:: Source passage ::
===============

Uploaded image for project: 'Artifactory Binary Repository'
  1. Artifactory Binary Repository
  2. RTFACT-17959

Heartbeat not up-to-date after SQL-connection failed on some nodes

    XMLWordPrintable

    Details

    • Type: Bug
    • Status: Open
    • Priority: 4 - Normal
    • Resolution: Unresolved
    • Affects Version/s: 6.5.0
    • Fix Version/s: None
    • Component/s: High Availability
    • Labels:
    • Environment:

      RedHat-7

    • Severity:
      Medium

      Description

      Hi Jfrog Team,
      Following some network (San) problem, our postgress database was no longer available from 2 out of 4 nodes.
      After this incident, all services have return to work but the heartbeat on both nodes continue to failed. This will mark the nodes as "Unavailable" in the HA system, and Artifactory will not attempt to propagate changes to unavailable nodes.
      A solution is to restart the Artifactory service on the both impacted nodes but I don't understand why the heartbeat system don't work back when the nodes return to work.

===============

:: Stored rows ::
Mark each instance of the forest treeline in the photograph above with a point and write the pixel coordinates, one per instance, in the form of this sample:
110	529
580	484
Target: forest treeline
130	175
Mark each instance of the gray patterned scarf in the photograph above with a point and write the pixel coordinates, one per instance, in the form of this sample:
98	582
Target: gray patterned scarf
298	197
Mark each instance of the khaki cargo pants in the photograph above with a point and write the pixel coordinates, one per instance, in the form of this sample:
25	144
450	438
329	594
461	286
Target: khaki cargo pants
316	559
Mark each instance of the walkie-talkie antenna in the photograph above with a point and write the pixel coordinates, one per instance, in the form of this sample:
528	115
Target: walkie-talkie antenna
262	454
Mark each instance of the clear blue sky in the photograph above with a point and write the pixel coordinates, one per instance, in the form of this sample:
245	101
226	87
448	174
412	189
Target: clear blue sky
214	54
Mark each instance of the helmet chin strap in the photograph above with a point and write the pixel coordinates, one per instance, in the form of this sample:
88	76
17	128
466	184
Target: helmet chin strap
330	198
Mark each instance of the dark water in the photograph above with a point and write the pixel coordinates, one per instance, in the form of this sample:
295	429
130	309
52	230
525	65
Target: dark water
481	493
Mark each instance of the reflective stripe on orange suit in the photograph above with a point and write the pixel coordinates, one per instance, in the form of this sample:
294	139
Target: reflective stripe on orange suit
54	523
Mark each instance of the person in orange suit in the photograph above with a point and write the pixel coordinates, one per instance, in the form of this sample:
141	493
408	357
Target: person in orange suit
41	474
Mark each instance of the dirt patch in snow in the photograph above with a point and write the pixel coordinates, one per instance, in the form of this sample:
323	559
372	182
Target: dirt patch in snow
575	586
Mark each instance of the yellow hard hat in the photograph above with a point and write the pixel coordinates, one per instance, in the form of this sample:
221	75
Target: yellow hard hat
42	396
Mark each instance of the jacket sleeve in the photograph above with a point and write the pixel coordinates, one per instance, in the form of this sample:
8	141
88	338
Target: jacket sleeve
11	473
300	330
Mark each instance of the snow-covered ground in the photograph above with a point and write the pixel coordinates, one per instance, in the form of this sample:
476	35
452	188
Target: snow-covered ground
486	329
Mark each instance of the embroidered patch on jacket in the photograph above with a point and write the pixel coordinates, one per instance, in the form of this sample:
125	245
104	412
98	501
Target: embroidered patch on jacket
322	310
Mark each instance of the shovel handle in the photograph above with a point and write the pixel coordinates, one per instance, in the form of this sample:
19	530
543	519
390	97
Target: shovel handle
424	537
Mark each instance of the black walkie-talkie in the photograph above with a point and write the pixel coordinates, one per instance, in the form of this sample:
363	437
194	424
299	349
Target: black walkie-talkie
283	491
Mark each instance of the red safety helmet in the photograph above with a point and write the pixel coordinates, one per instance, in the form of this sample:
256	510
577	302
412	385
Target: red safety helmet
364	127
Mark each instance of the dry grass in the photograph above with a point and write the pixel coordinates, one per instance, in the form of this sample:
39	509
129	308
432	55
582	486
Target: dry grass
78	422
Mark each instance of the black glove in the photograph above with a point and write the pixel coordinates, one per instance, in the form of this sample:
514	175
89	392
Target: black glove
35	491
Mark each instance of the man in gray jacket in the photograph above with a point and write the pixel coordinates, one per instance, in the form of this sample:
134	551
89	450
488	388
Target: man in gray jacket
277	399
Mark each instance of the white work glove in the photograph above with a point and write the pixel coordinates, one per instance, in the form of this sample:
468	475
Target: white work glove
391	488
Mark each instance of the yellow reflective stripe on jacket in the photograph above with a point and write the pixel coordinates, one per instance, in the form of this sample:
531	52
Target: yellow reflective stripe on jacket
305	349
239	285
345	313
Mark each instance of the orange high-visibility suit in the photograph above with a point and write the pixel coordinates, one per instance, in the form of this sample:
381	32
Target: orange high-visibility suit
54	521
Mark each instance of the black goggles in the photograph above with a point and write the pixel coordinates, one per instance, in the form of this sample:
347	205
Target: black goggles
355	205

===============

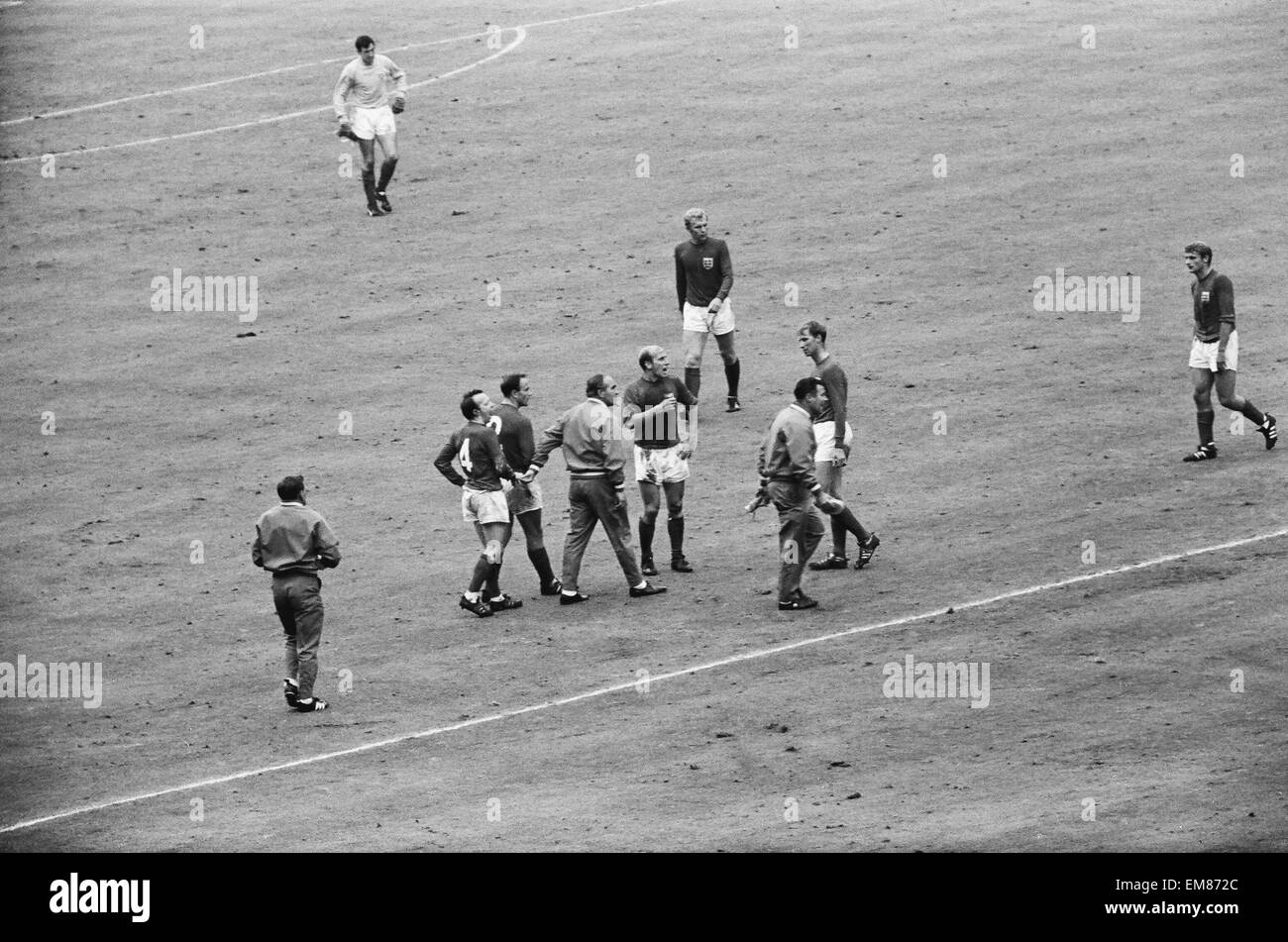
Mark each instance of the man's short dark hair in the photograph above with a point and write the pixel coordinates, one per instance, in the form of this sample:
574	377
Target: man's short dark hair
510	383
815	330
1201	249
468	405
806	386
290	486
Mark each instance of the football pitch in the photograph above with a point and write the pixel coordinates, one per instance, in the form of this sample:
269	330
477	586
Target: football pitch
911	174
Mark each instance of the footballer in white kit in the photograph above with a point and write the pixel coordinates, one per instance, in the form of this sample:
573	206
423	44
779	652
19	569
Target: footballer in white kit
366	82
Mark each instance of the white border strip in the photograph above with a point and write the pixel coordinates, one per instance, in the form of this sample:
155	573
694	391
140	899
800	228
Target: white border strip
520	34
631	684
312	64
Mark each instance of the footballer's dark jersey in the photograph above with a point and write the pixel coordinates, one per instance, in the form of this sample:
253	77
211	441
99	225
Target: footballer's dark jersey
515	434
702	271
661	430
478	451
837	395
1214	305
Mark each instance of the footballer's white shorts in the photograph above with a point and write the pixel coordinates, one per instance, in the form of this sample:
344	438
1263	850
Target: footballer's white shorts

===============

:: Problems ::
1. In the Details list of the bug report, list every value that appears on the same line as its field name.
2. Count the lines in the entries that contain the string "covered". Give only the number.
The bug report and the entries are unrelated material.

:: Expected responses ::
1.
Bug
Open
4 - Normal
Unresolved
6.5.0
None
High Availability

2. 2